*What is expected*:
Find "the dry grass?" in the data below; transcribe the line it appears on and each line after it, exactly, to the end, and nothing else.

(Records excerpted from a collection)
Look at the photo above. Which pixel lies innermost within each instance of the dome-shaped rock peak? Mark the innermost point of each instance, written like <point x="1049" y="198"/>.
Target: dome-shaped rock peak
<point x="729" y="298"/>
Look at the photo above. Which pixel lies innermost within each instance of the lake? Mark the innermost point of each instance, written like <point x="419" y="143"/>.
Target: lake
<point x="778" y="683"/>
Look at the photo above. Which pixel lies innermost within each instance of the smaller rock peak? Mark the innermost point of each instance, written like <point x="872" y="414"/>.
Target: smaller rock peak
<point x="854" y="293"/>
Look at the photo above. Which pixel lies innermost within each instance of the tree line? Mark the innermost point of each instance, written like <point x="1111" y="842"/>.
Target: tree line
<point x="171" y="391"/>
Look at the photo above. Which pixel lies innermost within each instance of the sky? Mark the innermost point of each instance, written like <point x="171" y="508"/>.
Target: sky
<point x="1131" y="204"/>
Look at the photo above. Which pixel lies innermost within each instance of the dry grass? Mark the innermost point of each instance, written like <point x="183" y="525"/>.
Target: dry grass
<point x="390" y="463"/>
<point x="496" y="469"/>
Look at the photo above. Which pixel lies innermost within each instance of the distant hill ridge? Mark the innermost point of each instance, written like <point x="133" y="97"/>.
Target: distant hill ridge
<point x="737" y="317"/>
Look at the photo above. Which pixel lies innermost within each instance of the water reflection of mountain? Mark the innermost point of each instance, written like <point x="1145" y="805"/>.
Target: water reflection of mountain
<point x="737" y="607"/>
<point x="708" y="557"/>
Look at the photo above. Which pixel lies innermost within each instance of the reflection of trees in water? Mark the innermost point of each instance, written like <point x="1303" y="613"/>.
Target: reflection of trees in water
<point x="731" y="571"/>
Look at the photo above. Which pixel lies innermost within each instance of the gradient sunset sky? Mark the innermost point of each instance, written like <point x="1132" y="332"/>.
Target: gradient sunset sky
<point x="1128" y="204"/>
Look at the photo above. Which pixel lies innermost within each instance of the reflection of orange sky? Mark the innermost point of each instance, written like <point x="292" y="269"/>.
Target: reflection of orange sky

*Response below*:
Look at the photo above. Which pixel lies innermost within each instance of the dry grass? Mark the innermost point of each instance, written like <point x="183" y="525"/>.
Target: dry grass
<point x="390" y="463"/>
<point x="496" y="469"/>
Look at the photo above. Which pixel lies innermost within each instance of the distant hill ridge? Mark the innermost point of each instance, written like <point x="133" y="97"/>.
Target: distant hill ridge
<point x="737" y="317"/>
Look at the photo above. Which pixel lies innermost within each instance of the water reflection of mountain? Mark the innermost point of each instance, written like <point x="1145" y="805"/>.
Target: water reflection of mountain
<point x="737" y="607"/>
<point x="708" y="557"/>
Look at the photo above. Which pixel lies innermost within each instance of the reflection of trees in water? Mark the innermost point of each instance, written like <point x="1303" y="613"/>.
Target: reflection of trees in water
<point x="731" y="571"/>
Look at the photo above. Which pixel lies innermost within each instance of the gradient sunset sky? Mark the innermost point of each instance, written like <point x="1132" y="332"/>.
Target: gradient sunset sky
<point x="1128" y="204"/>
Look at the photo above. Which pixel lies innermost within each instance of the reflection of orange sky? Mark the innermost point of each instance, written like <point x="292" y="269"/>.
Target: reflection of orange sky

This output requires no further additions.